Copy the rows below line for line, with no changes, and leave the pictures out of your answer.

[Data records]
------------------------------------------------------------------------
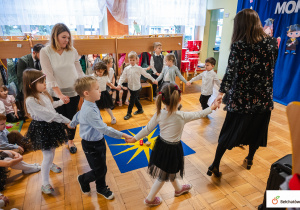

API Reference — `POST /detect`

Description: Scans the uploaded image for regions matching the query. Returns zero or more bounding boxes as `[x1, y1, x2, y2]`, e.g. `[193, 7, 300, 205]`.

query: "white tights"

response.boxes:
[147, 179, 182, 201]
[41, 149, 55, 186]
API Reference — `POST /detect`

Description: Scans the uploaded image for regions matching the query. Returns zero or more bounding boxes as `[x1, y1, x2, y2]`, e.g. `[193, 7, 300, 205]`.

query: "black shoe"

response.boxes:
[206, 165, 222, 177]
[244, 157, 253, 170]
[133, 110, 144, 115]
[96, 186, 115, 200]
[124, 114, 132, 120]
[69, 145, 77, 154]
[77, 175, 91, 194]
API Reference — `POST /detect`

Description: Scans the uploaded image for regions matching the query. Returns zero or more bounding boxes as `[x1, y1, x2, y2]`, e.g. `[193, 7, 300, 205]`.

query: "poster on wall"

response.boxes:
[237, 0, 300, 105]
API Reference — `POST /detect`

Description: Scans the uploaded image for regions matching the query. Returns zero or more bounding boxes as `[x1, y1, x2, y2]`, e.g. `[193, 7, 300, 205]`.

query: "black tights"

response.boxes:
[212, 144, 258, 169]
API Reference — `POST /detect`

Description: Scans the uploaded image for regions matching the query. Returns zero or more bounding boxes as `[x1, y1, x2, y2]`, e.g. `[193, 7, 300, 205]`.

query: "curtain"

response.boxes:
[127, 0, 206, 26]
[0, 0, 206, 26]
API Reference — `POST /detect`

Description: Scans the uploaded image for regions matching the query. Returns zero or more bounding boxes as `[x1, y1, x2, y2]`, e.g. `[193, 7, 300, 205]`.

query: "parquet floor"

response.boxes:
[2, 80, 291, 210]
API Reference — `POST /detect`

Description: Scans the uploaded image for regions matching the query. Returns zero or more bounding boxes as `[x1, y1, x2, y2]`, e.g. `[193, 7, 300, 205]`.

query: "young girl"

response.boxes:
[103, 55, 117, 105]
[92, 62, 117, 124]
[127, 83, 219, 206]
[0, 85, 24, 122]
[23, 69, 70, 194]
[119, 63, 130, 106]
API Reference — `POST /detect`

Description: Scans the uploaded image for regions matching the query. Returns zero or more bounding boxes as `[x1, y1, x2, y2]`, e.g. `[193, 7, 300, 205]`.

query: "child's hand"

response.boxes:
[15, 112, 19, 119]
[116, 85, 121, 91]
[66, 122, 75, 129]
[125, 136, 136, 143]
[18, 146, 24, 153]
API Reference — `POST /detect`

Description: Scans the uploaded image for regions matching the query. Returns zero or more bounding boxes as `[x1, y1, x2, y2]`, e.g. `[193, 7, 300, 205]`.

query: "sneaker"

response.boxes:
[133, 110, 144, 115]
[175, 184, 192, 197]
[77, 175, 91, 194]
[22, 166, 41, 174]
[111, 118, 117, 125]
[50, 163, 61, 173]
[144, 197, 161, 206]
[41, 184, 54, 194]
[124, 114, 132, 120]
[97, 186, 115, 200]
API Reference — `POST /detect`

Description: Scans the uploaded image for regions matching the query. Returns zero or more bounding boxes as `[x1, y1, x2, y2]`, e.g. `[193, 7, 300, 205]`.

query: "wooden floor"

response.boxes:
[2, 81, 291, 210]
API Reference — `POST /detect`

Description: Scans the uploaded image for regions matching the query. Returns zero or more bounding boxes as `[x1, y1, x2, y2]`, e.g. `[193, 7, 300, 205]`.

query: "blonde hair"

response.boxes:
[23, 69, 53, 114]
[156, 83, 181, 116]
[128, 51, 137, 59]
[74, 76, 98, 97]
[166, 53, 175, 63]
[103, 55, 113, 65]
[153, 42, 162, 50]
[231, 9, 267, 44]
[50, 23, 73, 51]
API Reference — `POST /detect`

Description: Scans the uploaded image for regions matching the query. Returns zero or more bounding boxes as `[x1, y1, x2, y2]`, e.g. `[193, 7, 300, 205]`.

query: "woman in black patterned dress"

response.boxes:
[207, 9, 278, 177]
------------------------------------------------------------------------
▶ [COMPLETE ANSWER]:
API Reference — `POST /detect`

Description: Scans the uploaded image for regions matching the query. Returns zero or more bounding boxes as `[x1, y1, x2, y2]`, e.g. `[193, 7, 300, 205]`.

query: "white tights"

response.boxes:
[147, 179, 182, 201]
[41, 149, 55, 186]
API Reference — `POST /detect`

Description: Scans the uploaded image for regions matching the query. Returns zero or more bounding boxes as `[x1, y1, x2, y2]`, e.g. `[193, 7, 300, 205]`.

query: "black shoe"

response.boxes:
[206, 165, 222, 177]
[244, 157, 253, 170]
[133, 110, 144, 115]
[96, 186, 115, 200]
[124, 114, 132, 120]
[69, 145, 77, 154]
[77, 175, 91, 194]
API Reference — `POST /detect`

Description: Scans the uploaded image for regions matching the query. Returns zero or more bounding boxes as `[x1, y1, x2, y2]`, e.g. `[193, 7, 300, 205]`.

query: "poster on wall"

response.boxes:
[237, 0, 300, 105]
API Reference — `POST /detect`

Description: Scans the uploaded image for regions matching the query. Returns zero or more bounding boxes as `[x1, y1, x2, y2]`, e.g. `[193, 7, 300, 205]`.

query: "black tights"

response.boxes:
[212, 144, 258, 169]
API Reference — `POST /detect`

Description: Scans the uploaded image for regions matching the query. Returns zero or more bounding boxes as `[x1, y1, x2, y2]`, e.g. `[193, 7, 300, 205]`.

query: "curtain"

response.boxes:
[127, 0, 206, 26]
[0, 0, 206, 26]
API Reference — `POST /detect`

Description: Scans the uploaded image for regions matching the query. Returns zero or more bounding boxes as `[x1, y1, x2, y2]`, e.g. `[193, 7, 300, 205]`.

query: "parquet floor"

response.boxes:
[2, 80, 291, 210]
API Reference — `POST /detect`

Description: Scans the uploaded image for regions matching the query. Returns zero or more bounding boxes as `[x1, y1, x2, y2]`, e.g. `[193, 7, 300, 205]`.

query: "young girl"

response.boxes:
[103, 55, 117, 105]
[92, 62, 117, 124]
[127, 83, 219, 206]
[0, 85, 24, 122]
[23, 69, 70, 194]
[119, 63, 130, 106]
API Reference — `POST /detect`

Description: Scans the uploaded image for regions matching the query. Returns zero or more bounding boxes as `[x1, y1, x2, y2]`, e.g. `[193, 7, 300, 205]`.

query: "child's hand"

response.boxes:
[15, 112, 19, 119]
[116, 85, 121, 91]
[66, 122, 75, 129]
[125, 136, 136, 143]
[18, 146, 24, 153]
API Reference — `POST /detect`

Description: Scans the uploaded image for regions matching the query. Returns zero or more bounding boxes as `[x1, y1, x2, y2]`, e.g. `[193, 7, 300, 205]`.

query: "sneaker"

response.boxes:
[133, 110, 144, 115]
[175, 184, 192, 197]
[77, 175, 91, 194]
[22, 166, 41, 174]
[111, 118, 117, 125]
[50, 163, 61, 173]
[144, 197, 161, 206]
[41, 184, 54, 194]
[124, 114, 132, 120]
[97, 186, 115, 200]
API Reference — `POST /detect`

Description: Scans the uploaded image for regions matching the query. Returns zero or more bounding boxes as `[x1, y1, x2, y2]`, e.g. `[193, 7, 300, 205]`.

query: "wooden floor"

response.boxes:
[2, 81, 291, 210]
API Reference — `POST /detect`

Description: Scans the uploaded image for regions matching the query. Returns zero or more bounding boxes as `[x1, y1, x2, y2]`, e.g. `[193, 7, 300, 205]`.

query: "blonde hair"

response.boxes:
[23, 69, 53, 114]
[156, 83, 181, 116]
[128, 51, 137, 59]
[74, 76, 98, 97]
[166, 53, 175, 63]
[103, 55, 113, 65]
[153, 42, 162, 50]
[231, 9, 267, 44]
[50, 23, 73, 51]
API Reference — `POST /detect`

Description: Scans the uploaded image for regions matching the query. Returns zero or more bounding boxes as `[x1, y1, x2, y2]`, e.g. `[193, 7, 300, 205]`.

query: "woman in black patterned dress"

response.boxes:
[207, 9, 278, 177]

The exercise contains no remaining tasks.